Data supplied |
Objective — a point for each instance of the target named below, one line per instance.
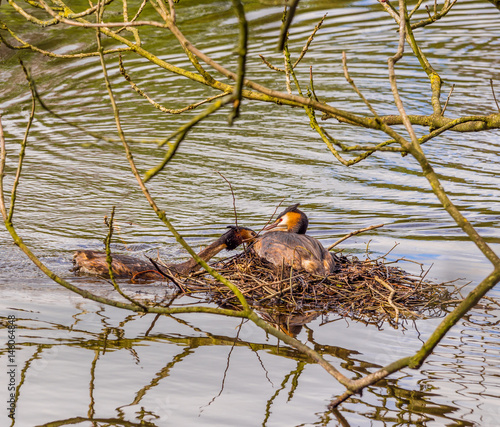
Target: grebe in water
(288, 245)
(94, 263)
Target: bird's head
(235, 236)
(292, 220)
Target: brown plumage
(94, 263)
(288, 245)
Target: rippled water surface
(192, 369)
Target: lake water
(78, 360)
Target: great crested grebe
(94, 263)
(288, 245)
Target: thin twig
(353, 233)
(494, 96)
(234, 198)
(447, 99)
(309, 41)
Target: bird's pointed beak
(270, 226)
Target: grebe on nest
(94, 263)
(288, 245)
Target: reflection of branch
(181, 134)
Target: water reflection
(128, 370)
(135, 377)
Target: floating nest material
(373, 291)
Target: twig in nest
(389, 298)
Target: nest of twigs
(373, 291)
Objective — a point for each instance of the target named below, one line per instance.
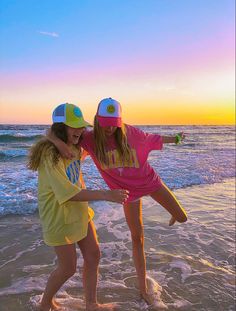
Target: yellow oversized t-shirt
(63, 221)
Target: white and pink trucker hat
(109, 113)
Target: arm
(60, 145)
(118, 195)
(178, 138)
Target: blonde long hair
(45, 148)
(123, 147)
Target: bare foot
(149, 298)
(153, 301)
(101, 307)
(52, 306)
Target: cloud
(50, 34)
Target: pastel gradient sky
(166, 61)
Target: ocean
(192, 264)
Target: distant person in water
(120, 152)
(63, 208)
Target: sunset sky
(166, 61)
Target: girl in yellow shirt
(64, 213)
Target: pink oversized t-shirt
(137, 175)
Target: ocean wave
(14, 138)
(12, 154)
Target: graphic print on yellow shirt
(73, 171)
(115, 160)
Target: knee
(68, 271)
(93, 257)
(137, 238)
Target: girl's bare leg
(91, 254)
(167, 199)
(66, 256)
(133, 214)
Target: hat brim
(78, 124)
(109, 121)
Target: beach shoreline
(175, 264)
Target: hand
(172, 221)
(118, 195)
(62, 147)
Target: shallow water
(193, 262)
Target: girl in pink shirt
(120, 153)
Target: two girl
(120, 152)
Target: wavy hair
(44, 147)
(122, 145)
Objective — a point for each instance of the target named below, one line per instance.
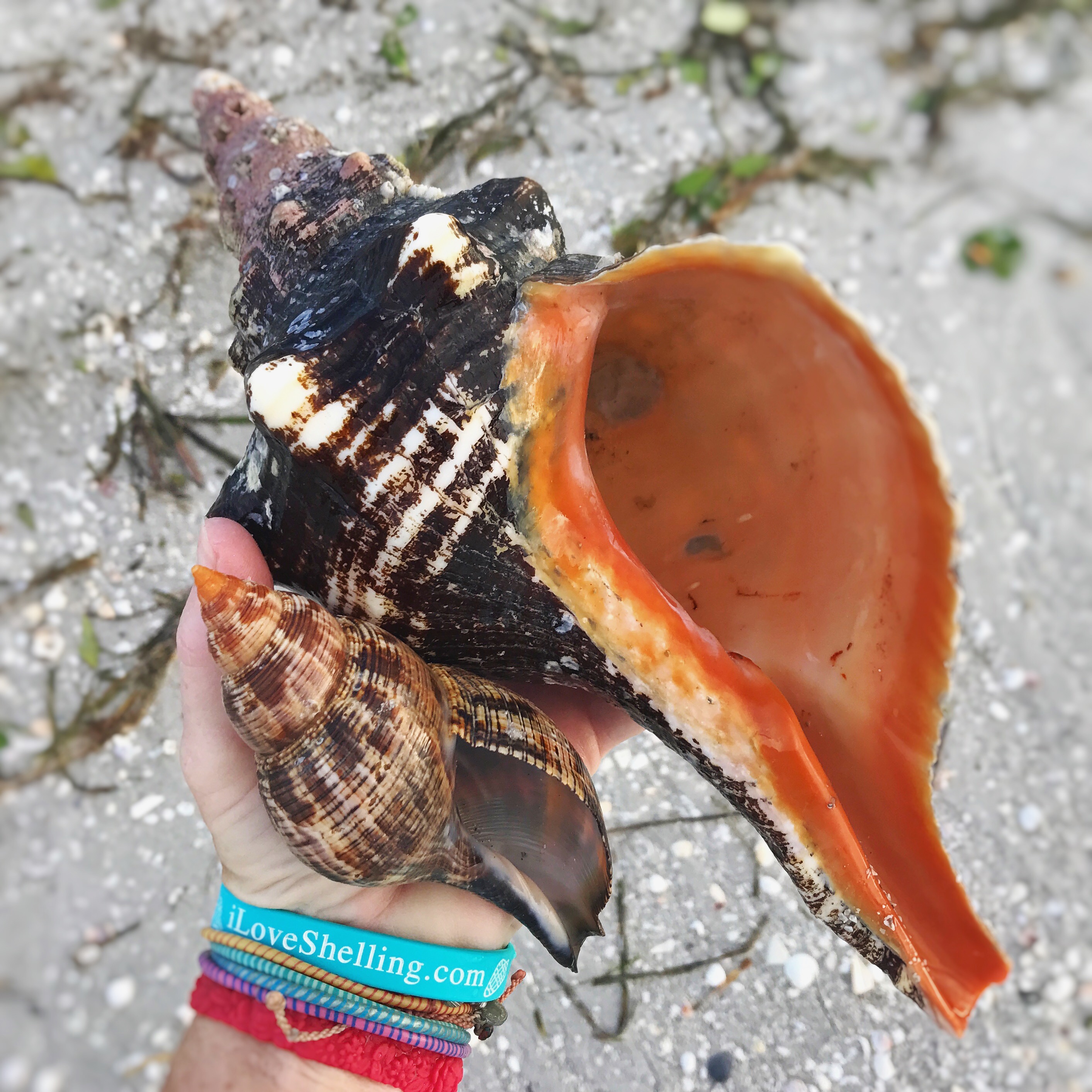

What you need to do | Recast every line of the data above as a Markdown table with the columns "No." and "Text", numbering the rows in order and omitting blank lines and the pictures.

Problem solution |
| No. | Text |
|---|---|
| 1 | Objective — a point for each instance of the target named below, one line per instance. |
| 2 | Target: grebe in water |
| 3 | (288, 245) |
| 4 | (94, 263) |
| 5 | Target: bird's head |
| 6 | (235, 236) |
| 7 | (292, 220) |
| 8 | Target: brown plumage |
| 9 | (94, 263) |
| 10 | (288, 245) |
| 11 | Target: rippled water surface |
| 12 | (192, 369) |
| 13 | Target: lake water |
| 14 | (78, 360) |
| 15 | Target: great crested grebe |
| 16 | (94, 263) |
| 17 | (288, 245) |
| 18 | Target: thin twig |
| 19 | (353, 233) |
| 20 | (494, 96) |
| 21 | (234, 198) |
| 22 | (447, 99) |
| 23 | (309, 41) |
| 24 | Target: bird's pointed beak |
| 25 | (270, 226) |
| 26 | Target: grebe on nest |
| 27 | (94, 263) |
| 28 | (288, 245) |
| 29 | Target: reflection of branch |
| 30 | (181, 134) |
| 31 | Target: water reflection |
| 32 | (128, 370) |
| 33 | (135, 377) |
| 34 | Target: floating nest material |
| 35 | (373, 291) |
| 36 | Target: twig in nest |
| 37 | (389, 298) |
| 38 | Target: nest of twigs |
| 39 | (373, 291) |
| 40 | Objective — a point for each instance of the target named below, one line per instance. |
| 41 | Target: yellow oversized t-shirt |
| 42 | (63, 221) |
| 43 | Target: white and pink trucker hat |
| 44 | (109, 113) |
| 45 | Target: arm |
| 46 | (60, 145) |
| 47 | (118, 195) |
| 48 | (178, 138) |
| 49 | Target: blonde long hair |
| 50 | (45, 148) |
| 51 | (123, 147) |
| 52 | Target: bare foot |
| 53 | (149, 298) |
| 54 | (153, 301) |
| 55 | (101, 307) |
| 56 | (52, 306) |
| 57 | Target: cloud |
| 58 | (50, 34) |
| 59 | Target: pastel gradient sky |
| 60 | (166, 61) |
| 61 | Target: ocean |
| 62 | (192, 264) |
| 63 | Target: distant person in water |
| 64 | (120, 152) |
| 65 | (63, 208) |
| 66 | Target: sunset sky |
| 67 | (166, 61) |
| 68 | Target: girl in yellow shirt |
| 69 | (64, 213) |
| 70 | Target: pink oversized t-shirt |
| 71 | (137, 175) |
| 72 | Target: ocean wave |
| 73 | (14, 138) |
| 74 | (12, 154) |
| 75 | Target: graphic print on yellow shirt |
| 76 | (73, 171) |
| 77 | (115, 160) |
| 78 | Target: knee |
| 79 | (68, 271) |
| 80 | (93, 257) |
| 81 | (137, 238) |
| 82 | Target: girl's bare leg |
| 83 | (91, 254) |
| 84 | (167, 199) |
| 85 | (66, 256) |
| 86 | (133, 214) |
| 87 | Target: hat brim |
| 88 | (78, 124) |
| 89 | (109, 121) |
| 90 | Target: beach shoreline |
| 91 | (175, 264) |
| 92 | Target: hand |
| 93 | (172, 221) |
| 94 | (118, 195) |
| 95 | (62, 147) |
| 96 | Target: shallow water |
| 97 | (193, 262) |
| 98 | Target: girl in pink shirt |
| 99 | (120, 153) |
| 100 | Target: two girl |
| 101 | (120, 152) |
| 102 | Target: wavy hair |
| 103 | (44, 147) |
| 104 | (122, 145) |
| 105 | Objective — a point for each instance of the target named below, one line per instance. |